_Exercise directions_
Without the pictures, repeat all of the data exactly as it appears below.

_Photo-based referring expression data_
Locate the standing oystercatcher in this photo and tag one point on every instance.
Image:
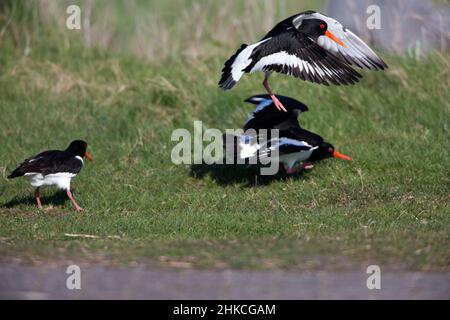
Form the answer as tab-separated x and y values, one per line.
267	117
293	145
309	46
54	167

_Answer to this problem_
Locate the standing oystercatcher in this photo and tag one point on every instance.
Image:
Form the answer as tab-separated x and y values, one per line.
267	117
293	145
309	46
54	167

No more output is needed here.